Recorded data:
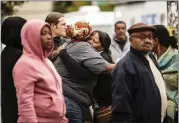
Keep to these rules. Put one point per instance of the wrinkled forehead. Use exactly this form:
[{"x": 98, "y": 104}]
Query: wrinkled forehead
[{"x": 147, "y": 32}]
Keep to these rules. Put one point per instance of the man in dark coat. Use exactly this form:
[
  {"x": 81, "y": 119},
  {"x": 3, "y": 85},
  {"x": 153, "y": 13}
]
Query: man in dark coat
[
  {"x": 138, "y": 89},
  {"x": 10, "y": 33}
]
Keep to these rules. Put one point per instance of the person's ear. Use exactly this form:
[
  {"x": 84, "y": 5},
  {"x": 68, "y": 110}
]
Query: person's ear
[
  {"x": 155, "y": 41},
  {"x": 130, "y": 39}
]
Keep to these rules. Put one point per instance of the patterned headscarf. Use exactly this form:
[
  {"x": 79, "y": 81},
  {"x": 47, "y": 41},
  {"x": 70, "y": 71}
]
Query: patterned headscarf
[{"x": 79, "y": 31}]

How to complete this task:
Your copy should be the entries retyped exactly, with no images in it.

Finished task:
Keep to these rules. Put one point per instance of the wrinkled forehead. Use exactly this form:
[{"x": 98, "y": 104}]
Query: wrinkled forehead
[{"x": 147, "y": 32}]
Keep to these rules. Put one point per instance of the man in dark coat. Use exactly this form:
[
  {"x": 81, "y": 119},
  {"x": 3, "y": 85},
  {"x": 153, "y": 13}
]
Query: man in dark coat
[
  {"x": 138, "y": 89},
  {"x": 10, "y": 33}
]
Keep to these rules. Put one point per instance of the person's ear. Use exactly this form:
[
  {"x": 84, "y": 5},
  {"x": 68, "y": 110}
]
Query: person's ear
[
  {"x": 155, "y": 41},
  {"x": 130, "y": 39}
]
Keep to these rules. Put one point per instance of the patterned headscarf. Use exactly this form:
[
  {"x": 79, "y": 81},
  {"x": 47, "y": 41},
  {"x": 70, "y": 71}
]
Query: patterned headscarf
[{"x": 79, "y": 31}]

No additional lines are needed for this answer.